Copy the data below line for line, without changing any wording, numbers, or order.

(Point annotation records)

[START]

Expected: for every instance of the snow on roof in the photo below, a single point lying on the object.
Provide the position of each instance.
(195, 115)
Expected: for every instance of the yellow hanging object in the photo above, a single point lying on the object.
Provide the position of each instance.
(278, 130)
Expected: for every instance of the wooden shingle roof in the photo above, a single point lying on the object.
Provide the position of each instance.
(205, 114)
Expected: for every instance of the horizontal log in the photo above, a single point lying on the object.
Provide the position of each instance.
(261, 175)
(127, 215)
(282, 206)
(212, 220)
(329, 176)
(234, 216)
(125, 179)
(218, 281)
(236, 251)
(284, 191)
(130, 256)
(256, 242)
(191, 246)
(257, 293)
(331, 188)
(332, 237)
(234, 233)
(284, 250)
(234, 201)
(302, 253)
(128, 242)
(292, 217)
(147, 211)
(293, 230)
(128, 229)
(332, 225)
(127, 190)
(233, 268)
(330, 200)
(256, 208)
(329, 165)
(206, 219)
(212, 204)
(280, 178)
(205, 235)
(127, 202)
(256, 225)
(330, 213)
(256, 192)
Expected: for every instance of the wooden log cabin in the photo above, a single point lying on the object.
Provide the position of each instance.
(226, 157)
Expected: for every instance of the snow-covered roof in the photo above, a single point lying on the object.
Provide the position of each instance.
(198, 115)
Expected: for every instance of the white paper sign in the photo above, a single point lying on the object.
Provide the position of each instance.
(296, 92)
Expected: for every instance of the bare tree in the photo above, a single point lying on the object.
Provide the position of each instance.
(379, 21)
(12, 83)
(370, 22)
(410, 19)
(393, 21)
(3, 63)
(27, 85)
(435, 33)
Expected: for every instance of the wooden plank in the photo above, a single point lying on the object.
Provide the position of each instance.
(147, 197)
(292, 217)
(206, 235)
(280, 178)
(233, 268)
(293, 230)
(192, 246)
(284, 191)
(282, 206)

[END]

Reply
Expected: for every instance of the snow on roof in the photo below, a single point lying on the object.
Provide the position of each instance.
(195, 115)
Expected: for every instance of the yellow hanging object in the photo above, a single point lying on the object.
Provide the position of each instance.
(278, 130)
Expected: for every instance of the wooden shingle roof in the photo above, a single point lying on the object.
Provide the position of each instance.
(205, 114)
Expected: for every instance of the horizontal log in the photo above, a single point lying on the object.
Provide the position of each instance.
(261, 175)
(127, 215)
(282, 206)
(212, 220)
(329, 176)
(234, 216)
(125, 179)
(218, 281)
(236, 251)
(284, 191)
(130, 256)
(256, 242)
(191, 246)
(257, 293)
(331, 188)
(332, 237)
(234, 233)
(284, 250)
(234, 201)
(302, 253)
(128, 242)
(292, 217)
(147, 211)
(293, 230)
(128, 229)
(332, 225)
(127, 190)
(233, 268)
(330, 200)
(256, 208)
(329, 165)
(206, 219)
(212, 204)
(280, 178)
(205, 235)
(127, 202)
(256, 225)
(330, 213)
(256, 192)
Expected: for every instance of the wooden log cabin in the photo above, a single point lying on the object.
Provide the position of each instance.
(226, 157)
Expected: for every instance of the snow-covered roof in the photo above, a single point lying on the object.
Provide the position of each instance.
(198, 115)
Expected: for every instance of the white paper sign in the photo above, a single point lying on the object.
Provide the position of each instance.
(296, 92)
Expected: for every instance of the bare tree in the photo above, a single point lying on the object.
Provide the position of each instance.
(379, 21)
(12, 83)
(370, 22)
(410, 19)
(393, 21)
(3, 63)
(27, 85)
(435, 33)
Expected: for every instance of the wooden plank in the photo above, a single point lying on the object.
Provide the position of each instance.
(147, 197)
(292, 217)
(206, 235)
(280, 178)
(233, 268)
(293, 230)
(192, 246)
(284, 191)
(282, 206)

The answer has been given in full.